[Start of Extracted records]
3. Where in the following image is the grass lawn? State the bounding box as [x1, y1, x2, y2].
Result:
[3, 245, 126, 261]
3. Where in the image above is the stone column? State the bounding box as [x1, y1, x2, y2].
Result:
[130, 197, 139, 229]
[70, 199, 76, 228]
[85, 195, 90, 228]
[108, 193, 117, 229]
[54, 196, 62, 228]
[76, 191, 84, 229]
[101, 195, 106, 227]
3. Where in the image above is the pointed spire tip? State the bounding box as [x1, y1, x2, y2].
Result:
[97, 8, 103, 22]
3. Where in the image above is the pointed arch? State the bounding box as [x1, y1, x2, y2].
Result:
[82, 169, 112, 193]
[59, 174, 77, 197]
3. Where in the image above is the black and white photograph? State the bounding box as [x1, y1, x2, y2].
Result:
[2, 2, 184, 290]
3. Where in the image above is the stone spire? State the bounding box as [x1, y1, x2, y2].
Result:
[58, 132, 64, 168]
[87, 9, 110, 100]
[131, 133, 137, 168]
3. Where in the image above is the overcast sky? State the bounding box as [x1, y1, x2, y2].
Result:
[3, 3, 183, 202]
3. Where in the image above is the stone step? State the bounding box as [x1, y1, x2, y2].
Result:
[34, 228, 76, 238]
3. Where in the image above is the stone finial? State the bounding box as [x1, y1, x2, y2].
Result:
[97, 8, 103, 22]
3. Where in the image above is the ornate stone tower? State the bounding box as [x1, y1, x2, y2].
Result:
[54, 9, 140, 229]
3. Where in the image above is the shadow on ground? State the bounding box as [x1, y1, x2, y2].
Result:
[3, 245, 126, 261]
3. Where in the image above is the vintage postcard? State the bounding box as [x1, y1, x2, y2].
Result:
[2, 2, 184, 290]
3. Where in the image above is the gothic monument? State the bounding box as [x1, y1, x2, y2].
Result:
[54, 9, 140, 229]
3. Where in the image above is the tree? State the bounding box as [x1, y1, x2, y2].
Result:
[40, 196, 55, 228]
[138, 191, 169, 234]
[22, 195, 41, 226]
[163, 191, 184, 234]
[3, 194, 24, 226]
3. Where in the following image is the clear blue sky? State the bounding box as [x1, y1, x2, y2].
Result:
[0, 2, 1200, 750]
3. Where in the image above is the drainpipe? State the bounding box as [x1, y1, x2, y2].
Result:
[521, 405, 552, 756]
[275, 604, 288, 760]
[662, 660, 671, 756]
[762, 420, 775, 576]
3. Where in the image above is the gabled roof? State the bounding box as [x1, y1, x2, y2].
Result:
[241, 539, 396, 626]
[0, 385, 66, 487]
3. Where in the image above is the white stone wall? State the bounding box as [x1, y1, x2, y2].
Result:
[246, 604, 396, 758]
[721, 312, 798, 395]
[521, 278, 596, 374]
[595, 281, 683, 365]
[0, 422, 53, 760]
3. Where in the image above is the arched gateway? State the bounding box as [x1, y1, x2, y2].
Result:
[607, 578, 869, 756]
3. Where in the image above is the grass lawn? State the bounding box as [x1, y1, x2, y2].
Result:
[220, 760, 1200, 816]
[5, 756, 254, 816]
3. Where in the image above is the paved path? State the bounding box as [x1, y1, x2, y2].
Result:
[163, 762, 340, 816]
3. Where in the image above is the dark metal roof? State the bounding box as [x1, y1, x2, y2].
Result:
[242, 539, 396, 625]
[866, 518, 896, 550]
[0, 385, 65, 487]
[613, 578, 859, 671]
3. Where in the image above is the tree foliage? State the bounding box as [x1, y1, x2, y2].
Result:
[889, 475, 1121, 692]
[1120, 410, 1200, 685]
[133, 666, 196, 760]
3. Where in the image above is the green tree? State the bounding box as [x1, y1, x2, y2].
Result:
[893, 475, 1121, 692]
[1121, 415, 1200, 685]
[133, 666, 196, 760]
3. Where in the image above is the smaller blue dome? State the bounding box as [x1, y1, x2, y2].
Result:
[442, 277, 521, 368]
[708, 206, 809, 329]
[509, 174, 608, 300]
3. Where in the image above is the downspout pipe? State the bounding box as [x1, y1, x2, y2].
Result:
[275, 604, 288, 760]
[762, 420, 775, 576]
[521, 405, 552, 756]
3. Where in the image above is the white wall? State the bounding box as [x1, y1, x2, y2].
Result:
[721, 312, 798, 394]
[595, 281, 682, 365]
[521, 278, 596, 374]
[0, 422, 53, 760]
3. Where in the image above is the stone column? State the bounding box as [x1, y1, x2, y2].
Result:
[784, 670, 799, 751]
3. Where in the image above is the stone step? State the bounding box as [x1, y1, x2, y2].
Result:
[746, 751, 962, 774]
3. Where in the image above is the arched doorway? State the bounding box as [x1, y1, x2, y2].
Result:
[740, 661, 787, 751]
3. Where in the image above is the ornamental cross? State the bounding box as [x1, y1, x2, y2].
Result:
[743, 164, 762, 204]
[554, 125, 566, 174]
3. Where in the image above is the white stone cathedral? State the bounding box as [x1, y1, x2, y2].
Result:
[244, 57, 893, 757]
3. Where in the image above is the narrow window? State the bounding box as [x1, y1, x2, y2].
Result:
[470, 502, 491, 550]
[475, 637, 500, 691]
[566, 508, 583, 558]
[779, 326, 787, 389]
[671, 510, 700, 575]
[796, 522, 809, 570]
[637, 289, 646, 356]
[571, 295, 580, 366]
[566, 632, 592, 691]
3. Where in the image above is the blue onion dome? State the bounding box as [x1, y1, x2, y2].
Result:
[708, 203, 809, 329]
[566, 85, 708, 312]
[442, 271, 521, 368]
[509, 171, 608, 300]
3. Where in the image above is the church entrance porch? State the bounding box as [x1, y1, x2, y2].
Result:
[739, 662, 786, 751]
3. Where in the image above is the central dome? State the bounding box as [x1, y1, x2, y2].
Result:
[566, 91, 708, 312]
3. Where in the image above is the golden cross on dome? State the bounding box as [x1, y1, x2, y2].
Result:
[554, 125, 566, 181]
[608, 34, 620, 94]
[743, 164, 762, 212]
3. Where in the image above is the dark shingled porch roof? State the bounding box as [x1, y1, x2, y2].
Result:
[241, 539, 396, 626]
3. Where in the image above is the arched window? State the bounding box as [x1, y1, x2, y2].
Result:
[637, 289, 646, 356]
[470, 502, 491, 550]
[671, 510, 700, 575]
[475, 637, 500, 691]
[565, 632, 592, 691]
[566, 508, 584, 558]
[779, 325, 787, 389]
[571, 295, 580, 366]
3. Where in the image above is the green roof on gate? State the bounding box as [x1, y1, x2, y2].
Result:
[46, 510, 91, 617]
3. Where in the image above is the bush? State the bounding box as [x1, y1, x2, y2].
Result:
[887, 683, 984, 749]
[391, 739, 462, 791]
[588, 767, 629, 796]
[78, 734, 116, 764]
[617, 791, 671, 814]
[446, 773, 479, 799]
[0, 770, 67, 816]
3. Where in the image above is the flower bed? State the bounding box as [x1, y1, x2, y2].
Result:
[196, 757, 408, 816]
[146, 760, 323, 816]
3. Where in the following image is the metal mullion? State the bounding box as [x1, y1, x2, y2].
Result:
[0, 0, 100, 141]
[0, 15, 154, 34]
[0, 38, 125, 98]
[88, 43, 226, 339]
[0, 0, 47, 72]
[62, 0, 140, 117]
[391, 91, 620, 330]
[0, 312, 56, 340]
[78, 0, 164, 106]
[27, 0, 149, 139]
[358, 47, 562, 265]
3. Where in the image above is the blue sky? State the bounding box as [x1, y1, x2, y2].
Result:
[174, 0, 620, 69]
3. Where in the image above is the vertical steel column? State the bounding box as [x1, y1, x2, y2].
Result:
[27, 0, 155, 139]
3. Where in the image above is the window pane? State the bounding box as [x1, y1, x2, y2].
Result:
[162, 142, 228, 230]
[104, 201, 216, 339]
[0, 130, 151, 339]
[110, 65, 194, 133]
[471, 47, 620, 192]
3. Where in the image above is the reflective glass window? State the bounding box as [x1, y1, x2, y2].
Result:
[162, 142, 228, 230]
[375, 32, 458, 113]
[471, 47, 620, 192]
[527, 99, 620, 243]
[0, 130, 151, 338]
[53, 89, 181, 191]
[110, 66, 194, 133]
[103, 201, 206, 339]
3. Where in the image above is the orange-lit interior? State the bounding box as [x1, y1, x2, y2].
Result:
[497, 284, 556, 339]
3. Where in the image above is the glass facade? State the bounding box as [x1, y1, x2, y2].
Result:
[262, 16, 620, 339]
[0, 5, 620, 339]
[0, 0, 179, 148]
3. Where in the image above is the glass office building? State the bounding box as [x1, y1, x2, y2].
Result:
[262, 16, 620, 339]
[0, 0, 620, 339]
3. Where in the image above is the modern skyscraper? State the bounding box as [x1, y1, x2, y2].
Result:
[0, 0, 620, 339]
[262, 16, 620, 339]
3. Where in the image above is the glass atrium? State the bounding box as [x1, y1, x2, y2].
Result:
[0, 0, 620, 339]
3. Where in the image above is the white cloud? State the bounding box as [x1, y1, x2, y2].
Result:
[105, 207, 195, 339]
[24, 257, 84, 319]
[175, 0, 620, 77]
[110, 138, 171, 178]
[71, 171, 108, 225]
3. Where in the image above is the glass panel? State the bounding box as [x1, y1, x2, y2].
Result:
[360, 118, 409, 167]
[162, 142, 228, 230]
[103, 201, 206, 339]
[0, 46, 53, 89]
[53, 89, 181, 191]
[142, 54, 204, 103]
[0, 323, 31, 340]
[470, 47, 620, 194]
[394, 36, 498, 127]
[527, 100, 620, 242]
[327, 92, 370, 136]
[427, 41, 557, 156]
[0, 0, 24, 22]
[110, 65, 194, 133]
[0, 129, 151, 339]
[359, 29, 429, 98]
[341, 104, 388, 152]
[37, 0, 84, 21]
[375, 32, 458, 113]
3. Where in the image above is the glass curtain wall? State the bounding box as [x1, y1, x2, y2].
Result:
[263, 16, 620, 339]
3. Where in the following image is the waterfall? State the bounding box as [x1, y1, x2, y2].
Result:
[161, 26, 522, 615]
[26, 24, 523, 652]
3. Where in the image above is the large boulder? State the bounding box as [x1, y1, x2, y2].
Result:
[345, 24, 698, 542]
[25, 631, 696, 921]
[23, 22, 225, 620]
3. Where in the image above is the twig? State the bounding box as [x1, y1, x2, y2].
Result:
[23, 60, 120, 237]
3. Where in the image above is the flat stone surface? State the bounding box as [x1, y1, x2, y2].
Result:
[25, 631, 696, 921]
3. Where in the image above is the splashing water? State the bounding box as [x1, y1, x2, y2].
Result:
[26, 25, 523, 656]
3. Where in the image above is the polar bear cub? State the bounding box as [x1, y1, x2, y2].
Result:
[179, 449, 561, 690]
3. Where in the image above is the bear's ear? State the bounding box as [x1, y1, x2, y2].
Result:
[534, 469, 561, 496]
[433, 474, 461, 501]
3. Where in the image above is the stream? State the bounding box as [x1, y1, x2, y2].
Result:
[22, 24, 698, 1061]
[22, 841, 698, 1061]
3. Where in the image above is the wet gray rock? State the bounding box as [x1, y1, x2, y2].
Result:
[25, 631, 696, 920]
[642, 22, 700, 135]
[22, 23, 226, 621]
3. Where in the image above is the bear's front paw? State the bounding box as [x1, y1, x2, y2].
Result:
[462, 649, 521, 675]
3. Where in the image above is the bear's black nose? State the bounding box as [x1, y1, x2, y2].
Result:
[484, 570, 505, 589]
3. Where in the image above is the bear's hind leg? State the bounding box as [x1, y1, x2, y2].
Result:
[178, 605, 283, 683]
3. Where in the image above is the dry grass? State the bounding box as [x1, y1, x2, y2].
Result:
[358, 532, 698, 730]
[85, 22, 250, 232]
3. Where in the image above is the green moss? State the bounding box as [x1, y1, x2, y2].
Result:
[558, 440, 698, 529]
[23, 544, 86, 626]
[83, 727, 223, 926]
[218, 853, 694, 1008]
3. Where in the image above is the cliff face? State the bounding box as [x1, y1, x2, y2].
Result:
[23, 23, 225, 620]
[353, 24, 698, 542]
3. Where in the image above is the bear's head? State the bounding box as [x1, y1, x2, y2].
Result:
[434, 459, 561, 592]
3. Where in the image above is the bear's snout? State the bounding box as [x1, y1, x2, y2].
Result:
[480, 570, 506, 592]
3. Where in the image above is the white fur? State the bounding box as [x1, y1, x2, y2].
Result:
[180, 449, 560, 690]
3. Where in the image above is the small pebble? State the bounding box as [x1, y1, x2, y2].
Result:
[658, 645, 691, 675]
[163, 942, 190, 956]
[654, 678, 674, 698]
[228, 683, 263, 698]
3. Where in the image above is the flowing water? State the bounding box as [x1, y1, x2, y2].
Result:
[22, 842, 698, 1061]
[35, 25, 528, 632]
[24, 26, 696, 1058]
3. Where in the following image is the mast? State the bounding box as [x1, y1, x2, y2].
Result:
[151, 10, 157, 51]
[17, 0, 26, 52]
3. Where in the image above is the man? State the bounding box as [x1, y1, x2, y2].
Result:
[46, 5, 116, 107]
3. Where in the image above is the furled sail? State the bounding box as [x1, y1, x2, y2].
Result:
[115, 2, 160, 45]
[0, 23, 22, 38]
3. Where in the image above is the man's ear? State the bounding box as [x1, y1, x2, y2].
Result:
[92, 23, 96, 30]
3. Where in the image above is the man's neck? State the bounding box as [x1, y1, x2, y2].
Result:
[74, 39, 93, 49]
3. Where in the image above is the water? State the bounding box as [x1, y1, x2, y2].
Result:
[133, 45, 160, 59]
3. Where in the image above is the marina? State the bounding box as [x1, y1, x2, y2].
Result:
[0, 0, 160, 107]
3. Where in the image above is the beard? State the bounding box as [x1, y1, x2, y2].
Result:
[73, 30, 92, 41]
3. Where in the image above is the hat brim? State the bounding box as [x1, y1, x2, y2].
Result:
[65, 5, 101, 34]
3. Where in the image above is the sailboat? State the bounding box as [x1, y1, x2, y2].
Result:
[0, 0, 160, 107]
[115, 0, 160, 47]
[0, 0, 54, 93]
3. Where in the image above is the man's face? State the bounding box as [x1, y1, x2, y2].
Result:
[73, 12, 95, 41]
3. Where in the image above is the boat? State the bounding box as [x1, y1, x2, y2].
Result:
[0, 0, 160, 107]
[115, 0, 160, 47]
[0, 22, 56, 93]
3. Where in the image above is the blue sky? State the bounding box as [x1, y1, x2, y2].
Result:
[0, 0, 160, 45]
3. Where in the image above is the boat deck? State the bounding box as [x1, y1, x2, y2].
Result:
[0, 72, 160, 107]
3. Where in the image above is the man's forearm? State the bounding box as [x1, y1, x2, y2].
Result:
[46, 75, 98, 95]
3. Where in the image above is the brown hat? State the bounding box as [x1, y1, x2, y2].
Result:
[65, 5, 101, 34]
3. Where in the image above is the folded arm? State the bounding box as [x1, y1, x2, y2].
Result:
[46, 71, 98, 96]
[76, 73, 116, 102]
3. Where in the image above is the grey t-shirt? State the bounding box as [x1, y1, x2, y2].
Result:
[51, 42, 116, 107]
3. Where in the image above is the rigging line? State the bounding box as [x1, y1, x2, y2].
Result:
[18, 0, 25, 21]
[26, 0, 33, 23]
[End of Extracted records]
Challenge:
Gather every line above that contains the word "following", matching case exactly, and copy each one out.

Exercise response:
3. Where in the following image is the grass lawn? State the bounding box as [x1, y1, x2, y2].
3. Where in the following image is the clear blue sky? State the bounding box as [x1, y1, x2, y2].
3. Where in the following image is the metal mullion? State the bounding box as [x1, y1, x2, y2].
3. Where in the following image is the waterfall? State the bounding box as [x1, y1, x2, y2].
3. Where in the following image is the mast? State the bounding box as [x1, y1, x2, y2].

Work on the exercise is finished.